> [SET EXERCISE]: Rewrite the material from the line that has "Where can the blue" through the line that has "point(928, 595)", both included, and scale every coordinate in the answer points by 0.85, rounding to whole numbers with halves going up. Leave all other text unchanged, including the points that serve as format samples.

> [RECORDS]:
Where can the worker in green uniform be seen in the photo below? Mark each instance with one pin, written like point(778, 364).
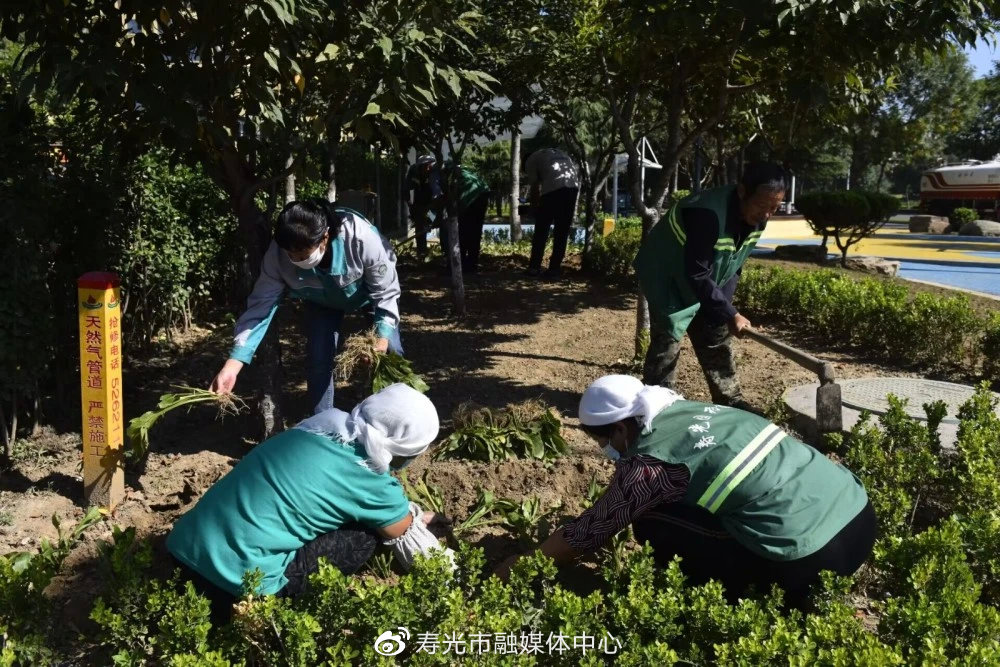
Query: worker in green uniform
point(319, 490)
point(450, 189)
point(688, 268)
point(737, 498)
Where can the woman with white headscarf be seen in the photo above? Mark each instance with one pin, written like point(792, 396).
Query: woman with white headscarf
point(738, 499)
point(319, 490)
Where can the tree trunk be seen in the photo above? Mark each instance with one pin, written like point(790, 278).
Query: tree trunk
point(36, 411)
point(8, 443)
point(331, 175)
point(378, 187)
point(881, 175)
point(401, 203)
point(515, 184)
point(455, 260)
point(238, 181)
point(290, 180)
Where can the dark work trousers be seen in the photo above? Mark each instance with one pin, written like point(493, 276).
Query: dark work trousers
point(713, 345)
point(709, 552)
point(346, 549)
point(470, 234)
point(555, 209)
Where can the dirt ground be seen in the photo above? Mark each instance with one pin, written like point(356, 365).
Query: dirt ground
point(522, 339)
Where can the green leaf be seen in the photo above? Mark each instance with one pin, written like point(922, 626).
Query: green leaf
point(386, 45)
point(271, 60)
point(329, 53)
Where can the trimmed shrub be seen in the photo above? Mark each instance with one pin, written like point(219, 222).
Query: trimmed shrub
point(847, 216)
point(880, 316)
point(611, 257)
point(961, 216)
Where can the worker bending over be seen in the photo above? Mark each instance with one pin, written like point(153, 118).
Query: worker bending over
point(449, 189)
point(688, 268)
point(319, 490)
point(737, 498)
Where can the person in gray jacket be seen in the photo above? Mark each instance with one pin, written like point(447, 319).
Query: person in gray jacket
point(336, 261)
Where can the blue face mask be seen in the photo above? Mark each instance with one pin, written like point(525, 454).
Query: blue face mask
point(610, 451)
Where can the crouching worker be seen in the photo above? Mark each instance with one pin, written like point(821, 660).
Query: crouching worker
point(319, 490)
point(733, 495)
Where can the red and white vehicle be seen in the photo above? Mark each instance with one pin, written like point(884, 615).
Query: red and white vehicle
point(972, 184)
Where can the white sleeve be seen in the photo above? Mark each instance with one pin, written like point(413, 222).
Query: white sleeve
point(417, 539)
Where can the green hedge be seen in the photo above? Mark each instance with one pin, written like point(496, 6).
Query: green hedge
point(960, 216)
point(610, 259)
point(878, 315)
point(928, 595)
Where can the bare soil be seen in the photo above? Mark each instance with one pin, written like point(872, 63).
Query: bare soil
point(521, 339)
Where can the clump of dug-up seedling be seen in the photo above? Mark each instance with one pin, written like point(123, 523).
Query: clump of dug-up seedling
point(377, 369)
point(518, 431)
point(137, 432)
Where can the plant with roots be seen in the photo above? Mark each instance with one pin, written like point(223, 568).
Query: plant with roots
point(521, 430)
point(378, 369)
point(137, 432)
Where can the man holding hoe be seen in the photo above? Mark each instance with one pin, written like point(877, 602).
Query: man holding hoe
point(688, 268)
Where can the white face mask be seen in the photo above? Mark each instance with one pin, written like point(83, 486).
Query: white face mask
point(312, 260)
point(610, 451)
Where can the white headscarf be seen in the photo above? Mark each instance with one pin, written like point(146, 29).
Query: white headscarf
point(397, 421)
point(613, 398)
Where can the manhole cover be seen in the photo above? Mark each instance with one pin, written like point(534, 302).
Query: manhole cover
point(870, 394)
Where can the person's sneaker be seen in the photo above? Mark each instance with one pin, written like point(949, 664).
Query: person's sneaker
point(742, 404)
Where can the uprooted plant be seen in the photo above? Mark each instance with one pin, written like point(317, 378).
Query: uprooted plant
point(138, 428)
point(521, 430)
point(378, 369)
point(524, 517)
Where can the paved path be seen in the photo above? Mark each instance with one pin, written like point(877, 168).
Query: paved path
point(966, 262)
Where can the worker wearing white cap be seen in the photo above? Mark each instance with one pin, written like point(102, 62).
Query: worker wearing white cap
point(737, 498)
point(319, 490)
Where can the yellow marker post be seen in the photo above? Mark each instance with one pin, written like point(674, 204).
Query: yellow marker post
point(101, 388)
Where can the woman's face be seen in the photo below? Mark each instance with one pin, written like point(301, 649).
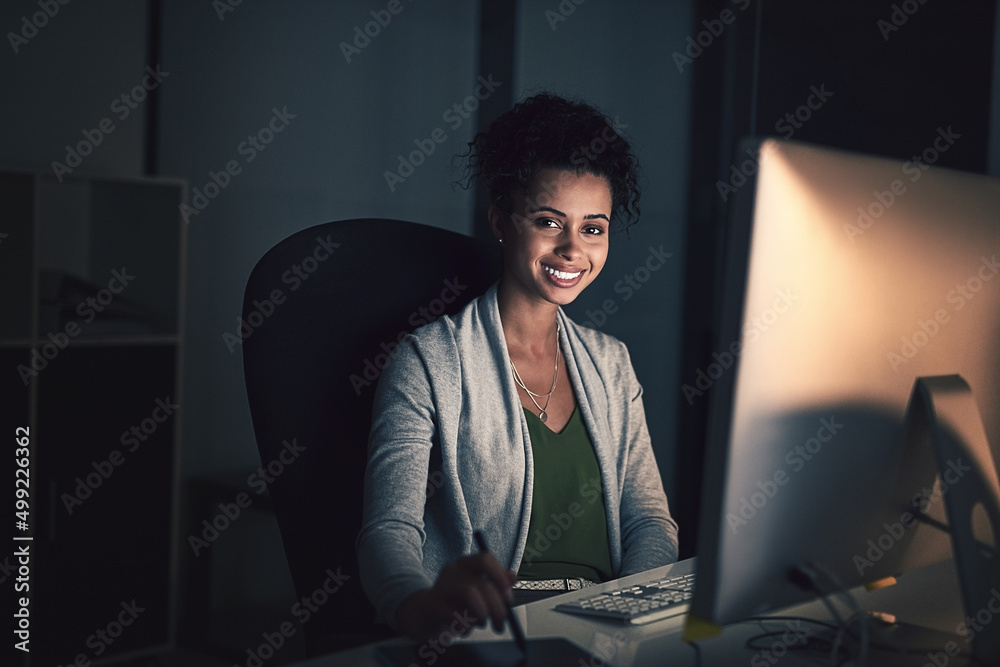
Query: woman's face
point(556, 239)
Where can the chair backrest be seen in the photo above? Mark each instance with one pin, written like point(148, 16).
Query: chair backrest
point(323, 310)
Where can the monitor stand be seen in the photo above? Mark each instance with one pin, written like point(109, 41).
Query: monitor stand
point(943, 411)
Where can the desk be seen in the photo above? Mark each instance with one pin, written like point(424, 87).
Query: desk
point(927, 597)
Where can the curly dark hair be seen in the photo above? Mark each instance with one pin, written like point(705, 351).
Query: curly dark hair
point(548, 131)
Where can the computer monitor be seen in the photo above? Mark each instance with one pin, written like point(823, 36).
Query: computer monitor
point(848, 277)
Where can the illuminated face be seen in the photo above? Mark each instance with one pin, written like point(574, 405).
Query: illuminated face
point(556, 239)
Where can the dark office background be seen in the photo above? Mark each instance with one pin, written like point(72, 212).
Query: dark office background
point(893, 74)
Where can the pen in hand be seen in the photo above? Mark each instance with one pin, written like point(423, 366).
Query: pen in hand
point(515, 628)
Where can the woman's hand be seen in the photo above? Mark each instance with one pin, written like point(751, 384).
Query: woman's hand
point(473, 587)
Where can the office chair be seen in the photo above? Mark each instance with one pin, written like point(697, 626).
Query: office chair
point(323, 309)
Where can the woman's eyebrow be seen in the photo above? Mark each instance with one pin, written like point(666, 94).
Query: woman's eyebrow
point(590, 216)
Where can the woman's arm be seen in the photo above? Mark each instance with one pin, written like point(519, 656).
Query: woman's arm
point(390, 543)
point(649, 534)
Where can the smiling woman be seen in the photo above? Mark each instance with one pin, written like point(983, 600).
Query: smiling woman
point(531, 426)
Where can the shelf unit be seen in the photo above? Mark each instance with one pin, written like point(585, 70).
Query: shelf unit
point(82, 375)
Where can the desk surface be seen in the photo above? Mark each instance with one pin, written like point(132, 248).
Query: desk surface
point(928, 597)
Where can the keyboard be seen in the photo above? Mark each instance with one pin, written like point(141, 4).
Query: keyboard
point(639, 604)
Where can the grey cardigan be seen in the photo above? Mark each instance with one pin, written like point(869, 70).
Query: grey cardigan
point(449, 453)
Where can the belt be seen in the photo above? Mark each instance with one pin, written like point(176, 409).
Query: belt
point(554, 584)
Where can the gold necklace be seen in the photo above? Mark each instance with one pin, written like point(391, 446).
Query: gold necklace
point(542, 414)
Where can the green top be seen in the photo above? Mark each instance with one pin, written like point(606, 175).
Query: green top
point(568, 531)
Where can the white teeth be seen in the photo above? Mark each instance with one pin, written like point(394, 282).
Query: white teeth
point(562, 275)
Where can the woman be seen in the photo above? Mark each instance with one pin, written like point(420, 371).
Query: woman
point(532, 425)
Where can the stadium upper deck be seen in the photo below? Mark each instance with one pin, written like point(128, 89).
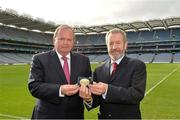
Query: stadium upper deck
point(12, 18)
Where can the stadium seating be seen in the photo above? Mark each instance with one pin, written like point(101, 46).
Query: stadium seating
point(148, 46)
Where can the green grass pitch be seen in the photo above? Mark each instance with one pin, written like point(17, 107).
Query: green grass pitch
point(161, 101)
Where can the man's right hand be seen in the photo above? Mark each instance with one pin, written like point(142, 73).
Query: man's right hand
point(85, 93)
point(69, 89)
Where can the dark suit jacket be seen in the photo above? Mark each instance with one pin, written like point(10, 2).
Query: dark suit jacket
point(45, 79)
point(125, 90)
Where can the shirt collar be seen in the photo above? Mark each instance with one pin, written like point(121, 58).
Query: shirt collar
point(118, 60)
point(60, 56)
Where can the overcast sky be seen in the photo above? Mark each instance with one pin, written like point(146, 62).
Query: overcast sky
point(95, 12)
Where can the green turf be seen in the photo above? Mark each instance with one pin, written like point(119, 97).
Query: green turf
point(160, 103)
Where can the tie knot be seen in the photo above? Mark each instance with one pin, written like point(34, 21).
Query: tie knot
point(114, 65)
point(64, 58)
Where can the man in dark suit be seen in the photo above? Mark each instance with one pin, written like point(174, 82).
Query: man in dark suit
point(120, 82)
point(53, 79)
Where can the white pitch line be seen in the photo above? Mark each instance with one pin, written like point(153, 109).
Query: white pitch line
point(11, 116)
point(164, 78)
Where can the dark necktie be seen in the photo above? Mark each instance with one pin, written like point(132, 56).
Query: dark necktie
point(66, 69)
point(114, 66)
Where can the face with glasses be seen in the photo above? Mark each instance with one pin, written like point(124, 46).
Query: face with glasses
point(116, 45)
point(64, 41)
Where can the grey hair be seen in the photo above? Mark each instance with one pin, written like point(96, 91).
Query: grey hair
point(61, 27)
point(116, 30)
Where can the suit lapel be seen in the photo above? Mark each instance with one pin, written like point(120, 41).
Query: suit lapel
point(107, 71)
point(58, 67)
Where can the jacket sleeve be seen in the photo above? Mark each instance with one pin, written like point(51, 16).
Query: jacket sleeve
point(132, 94)
point(37, 85)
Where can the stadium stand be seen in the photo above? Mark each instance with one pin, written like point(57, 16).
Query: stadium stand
point(149, 41)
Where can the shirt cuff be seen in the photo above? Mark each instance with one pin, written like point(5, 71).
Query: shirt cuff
point(60, 94)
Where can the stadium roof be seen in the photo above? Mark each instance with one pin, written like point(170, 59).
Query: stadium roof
point(12, 18)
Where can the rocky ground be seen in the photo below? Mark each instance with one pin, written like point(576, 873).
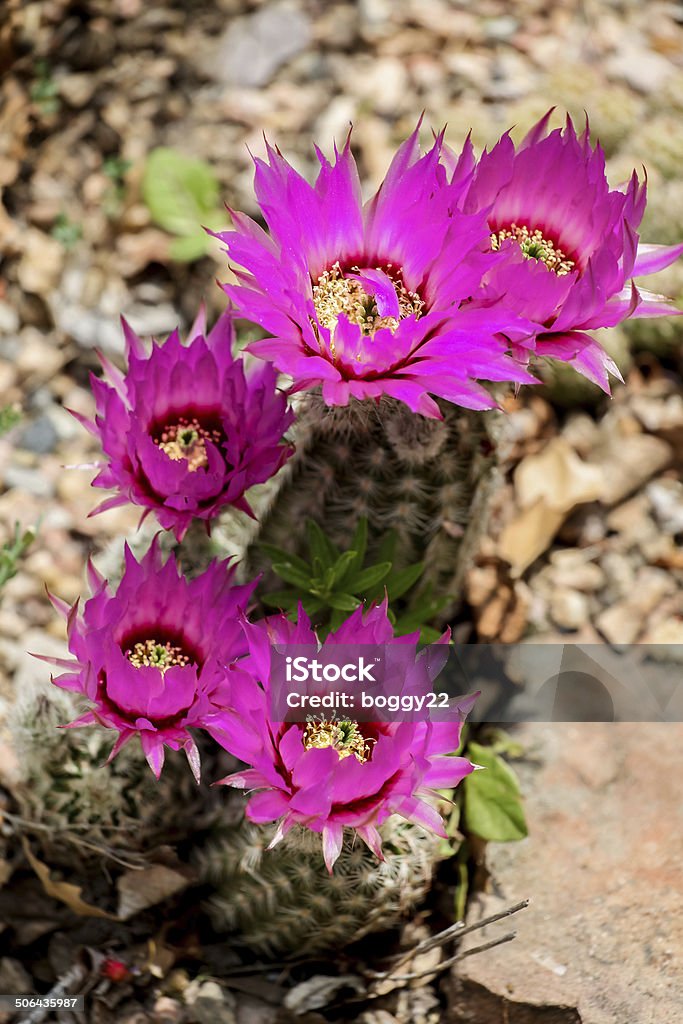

> [PROBLEM SOLUTION]:
Where can the blue face mask be seen in the photo above? Mark each instance with one pin, written like point(525, 454).
Query: blue face mask
point(519, 383)
Where can the crouching worker be seen in the photo above? Mark each instance with one pin, written like point(821, 660).
Query: crouching worker
point(271, 417)
point(623, 421)
Where can the red and white vehicle be seen in the photo above? Mark each instance with one pin, written like point(884, 615).
Query: red and white vehicle
point(826, 156)
Where can the white sleeve be seen in the photo above? Mark each instance with one pin, written like point(413, 222).
Query: white sleeve
point(354, 458)
Where can the green hedge be seen in the photo above? Mark each instance with one pin, written like point(496, 6).
Query: green hedge
point(816, 184)
point(519, 220)
point(746, 268)
point(789, 506)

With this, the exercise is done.